The same degree of confidence for biosecurity containment is not present for those practices utilizing non-controlled time/temperature procedures or unsecured disposal sites. Practices such as burial, composting, and landfill applications have not been thoroughly researched for all infectious vectors and potential pathogen re-growth as the physical and biochemical changes in residual compost change over extended periods of time.
Zoonotic diseases are occupational hazards of concern by all personnel associated with all facets of animal exposure. Regardless of the disease, exposure to potentially infectious material that includes feces, blood, body fluids, exudates, and un-intact skin are considered hazardous. Human infection routes include oral, intraocular, intranasal, and breaks in the skin integrity.
There are numerous food animal and companion animal examples with unique environments that bring humans in close contact with a variety of animal species and their tissues or bodily excrements. Veterinary practices, animal production facilities, companion animals, and certainly rendering are all high-exposure opportunities. Human infection can be transmitted from not only those animals that are clinically ill but also apparently healthy animals that are carriers of an infectious agent or in the early stages of a disease. Further, diseased animals shed infectious agents to all of their environmental contact – bedding, cages, feed, water, soil, etc. – making them viable vector material as well.
The elimination of all risks associated with zoonotic pathogens is not possible. However, food animal producing industries as well as pet owners should definitely be aware of the hazards they present. Reasonable guidelines should be adapted for the personnel that work in potential exposure situations. These in part should adhere to the basic principles of infection control that are necessary to prevent spread of occupational zoonotic pathogens by all routes of transmission. It should be recognized that each fallen animal picked up or delivered and each rendering facility in which fallen animals or inedible tissues are delivered for processing could contain zoonotic disease organisms.
Though there are a lot of concerns regarding intentional introductions via bioterrorism, there are certainly proven events that are evident of naturally occurring zoonotic disease transmission. These real possibilities should be pri-marily addressed rather than investing disproportionate resources on biodefense programs that may be brought via our political adversaries.
It is the naturally occurring threats from thousands of tons of non-edible animal tissue and fallen animals that the rendering industry is safely processing. That function and service are constantly being provided to the benefit of both human and animal health. Catastrophic events and potential large scale epidemics present unique challenges in which the rendering industry can certainly supplement specific emergency management programs for these events. The tenets for such catastrophic events vary but include prevention, mitigation, response plans, and recovery. Mitigation strategies are generally targeted toward defined agricultural practices but should definitely include renderers within all strategies. It’s an industry that has served as a “gatekeeper” against disease from inedible animal waste for over 150 years.
Dr. Pearl is past president of the Fats and Proteins Research Foundation, Inc.

• [PROMPT 1]: List the human infection routes named in the passage on zoonotic disease and rendering.
• [PROMPT 2]: Reproduce word for word the part of the passage on zoonotic disease and rendering that begins at the words "Zoonotic diseases are" and stops after "the skin integrity.".

(Records taken from a dataset)
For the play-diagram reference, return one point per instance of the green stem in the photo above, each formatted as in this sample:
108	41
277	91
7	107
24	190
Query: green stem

• [YOUR SOLUTION 1]: oral, intraocular, intranasal, breaks in the skin integrity

• [YOUR SOLUTION 2]:
Zoonotic diseases are occupational hazards of concern by all personnel associated with all facets of animal exposure. Regardless of the disease, exposure to potentially infectious material that includes feces, blood, body fluids, exudates, and un-intact skin are considered hazardous. Human infection routes include oral, intraocular, intranasal, and breaks in the skin integrity.